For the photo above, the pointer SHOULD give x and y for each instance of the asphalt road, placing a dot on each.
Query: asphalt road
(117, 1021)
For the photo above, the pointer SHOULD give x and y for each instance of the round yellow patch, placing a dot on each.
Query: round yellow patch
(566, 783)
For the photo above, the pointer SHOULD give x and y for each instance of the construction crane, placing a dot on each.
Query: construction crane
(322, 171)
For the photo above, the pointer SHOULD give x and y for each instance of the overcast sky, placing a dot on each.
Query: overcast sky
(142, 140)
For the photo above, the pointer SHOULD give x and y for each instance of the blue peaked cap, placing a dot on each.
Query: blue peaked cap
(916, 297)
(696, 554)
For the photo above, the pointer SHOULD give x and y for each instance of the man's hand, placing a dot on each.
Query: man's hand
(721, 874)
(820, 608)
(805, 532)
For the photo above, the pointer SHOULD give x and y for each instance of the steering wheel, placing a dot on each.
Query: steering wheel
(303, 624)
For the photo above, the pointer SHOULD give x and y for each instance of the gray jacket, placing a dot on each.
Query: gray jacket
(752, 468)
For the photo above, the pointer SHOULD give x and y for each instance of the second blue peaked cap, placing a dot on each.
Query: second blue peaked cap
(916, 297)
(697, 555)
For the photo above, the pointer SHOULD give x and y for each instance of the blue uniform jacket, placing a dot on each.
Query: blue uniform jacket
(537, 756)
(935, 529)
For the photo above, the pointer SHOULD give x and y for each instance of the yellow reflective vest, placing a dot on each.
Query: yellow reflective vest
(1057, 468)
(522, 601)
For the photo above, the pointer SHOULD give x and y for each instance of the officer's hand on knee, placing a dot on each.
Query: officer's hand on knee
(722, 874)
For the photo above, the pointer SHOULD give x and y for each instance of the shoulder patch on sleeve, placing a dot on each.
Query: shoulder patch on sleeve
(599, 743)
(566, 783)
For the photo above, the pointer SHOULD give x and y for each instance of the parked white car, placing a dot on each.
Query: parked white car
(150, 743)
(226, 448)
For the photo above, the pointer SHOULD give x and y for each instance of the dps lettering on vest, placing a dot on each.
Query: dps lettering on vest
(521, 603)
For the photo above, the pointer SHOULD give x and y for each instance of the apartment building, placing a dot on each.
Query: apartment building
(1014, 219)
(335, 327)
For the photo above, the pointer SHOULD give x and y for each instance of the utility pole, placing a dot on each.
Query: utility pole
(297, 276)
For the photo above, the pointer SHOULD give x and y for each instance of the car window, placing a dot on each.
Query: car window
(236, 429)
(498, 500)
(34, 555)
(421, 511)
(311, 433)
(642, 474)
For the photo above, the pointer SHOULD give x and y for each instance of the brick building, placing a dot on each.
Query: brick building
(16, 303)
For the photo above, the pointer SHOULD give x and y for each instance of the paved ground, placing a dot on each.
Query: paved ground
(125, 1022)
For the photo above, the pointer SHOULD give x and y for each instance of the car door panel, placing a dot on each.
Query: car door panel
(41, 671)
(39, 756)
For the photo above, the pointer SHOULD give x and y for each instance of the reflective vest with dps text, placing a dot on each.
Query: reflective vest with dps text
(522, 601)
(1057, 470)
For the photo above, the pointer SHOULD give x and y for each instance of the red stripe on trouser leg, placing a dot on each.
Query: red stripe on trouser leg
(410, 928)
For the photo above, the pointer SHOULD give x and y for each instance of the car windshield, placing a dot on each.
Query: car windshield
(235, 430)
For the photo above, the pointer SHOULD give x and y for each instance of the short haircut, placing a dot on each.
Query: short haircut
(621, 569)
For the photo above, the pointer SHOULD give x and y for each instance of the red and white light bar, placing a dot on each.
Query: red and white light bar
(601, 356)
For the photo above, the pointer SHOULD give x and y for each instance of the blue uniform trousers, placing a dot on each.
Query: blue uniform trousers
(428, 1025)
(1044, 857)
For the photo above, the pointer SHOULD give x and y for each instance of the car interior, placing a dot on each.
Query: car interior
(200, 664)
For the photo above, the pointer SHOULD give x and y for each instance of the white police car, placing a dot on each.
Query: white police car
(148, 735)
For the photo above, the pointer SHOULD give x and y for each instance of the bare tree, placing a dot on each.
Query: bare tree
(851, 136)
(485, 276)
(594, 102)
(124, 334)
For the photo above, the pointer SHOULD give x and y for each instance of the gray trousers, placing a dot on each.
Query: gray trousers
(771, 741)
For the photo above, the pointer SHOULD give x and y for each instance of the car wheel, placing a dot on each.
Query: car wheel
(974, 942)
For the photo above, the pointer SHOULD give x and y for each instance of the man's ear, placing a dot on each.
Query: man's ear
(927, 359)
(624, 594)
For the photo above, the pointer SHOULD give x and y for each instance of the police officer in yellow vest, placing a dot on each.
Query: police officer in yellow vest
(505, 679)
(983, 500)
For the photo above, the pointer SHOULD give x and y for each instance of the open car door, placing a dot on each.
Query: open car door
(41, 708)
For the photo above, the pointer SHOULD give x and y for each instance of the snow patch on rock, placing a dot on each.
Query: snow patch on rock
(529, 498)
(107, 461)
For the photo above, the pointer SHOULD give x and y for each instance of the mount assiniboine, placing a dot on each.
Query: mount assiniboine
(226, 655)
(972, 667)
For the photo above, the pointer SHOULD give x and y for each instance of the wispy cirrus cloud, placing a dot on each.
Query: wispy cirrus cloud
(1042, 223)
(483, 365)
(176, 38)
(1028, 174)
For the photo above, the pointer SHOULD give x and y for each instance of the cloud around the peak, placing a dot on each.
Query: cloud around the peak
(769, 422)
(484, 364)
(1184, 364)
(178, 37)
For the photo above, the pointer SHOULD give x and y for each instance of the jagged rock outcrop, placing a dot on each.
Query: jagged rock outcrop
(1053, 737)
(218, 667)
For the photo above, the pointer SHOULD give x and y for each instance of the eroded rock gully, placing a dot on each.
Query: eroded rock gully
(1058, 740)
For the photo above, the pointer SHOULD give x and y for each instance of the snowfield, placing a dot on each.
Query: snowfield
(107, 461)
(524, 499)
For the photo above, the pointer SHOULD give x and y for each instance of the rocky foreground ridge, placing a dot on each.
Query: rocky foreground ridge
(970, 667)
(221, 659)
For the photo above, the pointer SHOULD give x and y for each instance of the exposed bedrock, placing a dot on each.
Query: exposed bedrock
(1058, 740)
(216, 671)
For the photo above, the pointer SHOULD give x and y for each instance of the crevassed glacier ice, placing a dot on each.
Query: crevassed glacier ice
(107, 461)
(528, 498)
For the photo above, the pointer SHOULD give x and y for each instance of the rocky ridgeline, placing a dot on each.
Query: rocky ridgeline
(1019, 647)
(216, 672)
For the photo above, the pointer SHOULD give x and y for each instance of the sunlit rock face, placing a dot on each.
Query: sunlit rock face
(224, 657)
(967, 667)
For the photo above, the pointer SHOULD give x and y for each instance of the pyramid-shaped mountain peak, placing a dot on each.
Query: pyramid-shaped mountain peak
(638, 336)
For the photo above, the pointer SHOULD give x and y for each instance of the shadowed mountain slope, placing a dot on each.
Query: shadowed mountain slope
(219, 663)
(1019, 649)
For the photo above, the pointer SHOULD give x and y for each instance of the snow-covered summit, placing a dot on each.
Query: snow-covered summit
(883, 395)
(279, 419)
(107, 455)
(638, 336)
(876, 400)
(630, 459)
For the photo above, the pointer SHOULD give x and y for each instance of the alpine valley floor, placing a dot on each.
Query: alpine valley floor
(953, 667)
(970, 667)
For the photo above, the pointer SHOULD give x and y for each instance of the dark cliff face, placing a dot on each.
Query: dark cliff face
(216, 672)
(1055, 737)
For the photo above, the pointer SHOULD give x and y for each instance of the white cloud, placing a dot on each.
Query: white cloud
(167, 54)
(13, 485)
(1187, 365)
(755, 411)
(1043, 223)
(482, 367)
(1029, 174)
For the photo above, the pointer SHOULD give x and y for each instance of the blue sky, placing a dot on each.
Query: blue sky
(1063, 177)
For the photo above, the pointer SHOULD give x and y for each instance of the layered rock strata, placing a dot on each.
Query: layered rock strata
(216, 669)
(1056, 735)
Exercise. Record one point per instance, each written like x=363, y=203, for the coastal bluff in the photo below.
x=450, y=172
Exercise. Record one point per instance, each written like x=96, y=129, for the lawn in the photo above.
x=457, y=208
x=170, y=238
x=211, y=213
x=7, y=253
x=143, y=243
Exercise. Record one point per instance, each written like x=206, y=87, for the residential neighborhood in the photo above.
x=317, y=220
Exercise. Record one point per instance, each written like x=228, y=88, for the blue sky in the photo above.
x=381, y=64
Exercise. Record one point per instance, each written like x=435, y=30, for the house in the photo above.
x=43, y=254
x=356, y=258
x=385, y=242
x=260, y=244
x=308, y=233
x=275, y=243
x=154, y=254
☆ ☆ ☆ ☆ ☆ ☆ ☆
[Required work] Starting at the line with "Query: alpine valley floor", restate every line word for word through the end of the listing above.

[Task solution]
Query: alpine valley floor
(953, 667)
(970, 667)
For the photo above, the pointer SHOULD give x and y for each instance of the dark cliff face, placing a dot on each.
Query: dark cliff face
(216, 672)
(1055, 737)
For the photo above, the pointer SHOULD give x and y for each instance of the white cloud, placing a dot on each.
Query: white cloud
(167, 54)
(13, 485)
(1187, 365)
(755, 411)
(1043, 223)
(482, 367)
(1029, 174)
For the photo above, the pointer SHOULD give x and y for each instance of the blue sky, placing a dot on each.
Query: blue sky
(1063, 177)
For the photo above, the pointer SHOULD give x and y for each instance of the layered rock strata, placing a dot on each.
Query: layered rock strata
(216, 669)
(1056, 735)
Exercise. Record one point per instance, each written like x=363, y=203, for the coastal bluff in the photo below.
x=450, y=172
Exercise. Record one point per instance, each written like x=96, y=129, for the lawn in the photo above.
x=457, y=208
x=170, y=238
x=211, y=213
x=7, y=253
x=143, y=243
Exercise. Record one point per instance, each written like x=206, y=87, for the residential neighborhood in the photo above.
x=317, y=220
Exercise. Record one point per instance, each written like x=228, y=88, for the blue sky in the photo above.
x=381, y=64
Exercise. Record one point per instance, each written like x=435, y=30, for the house in the photo above.
x=43, y=254
x=356, y=258
x=385, y=242
x=260, y=244
x=308, y=233
x=275, y=243
x=154, y=254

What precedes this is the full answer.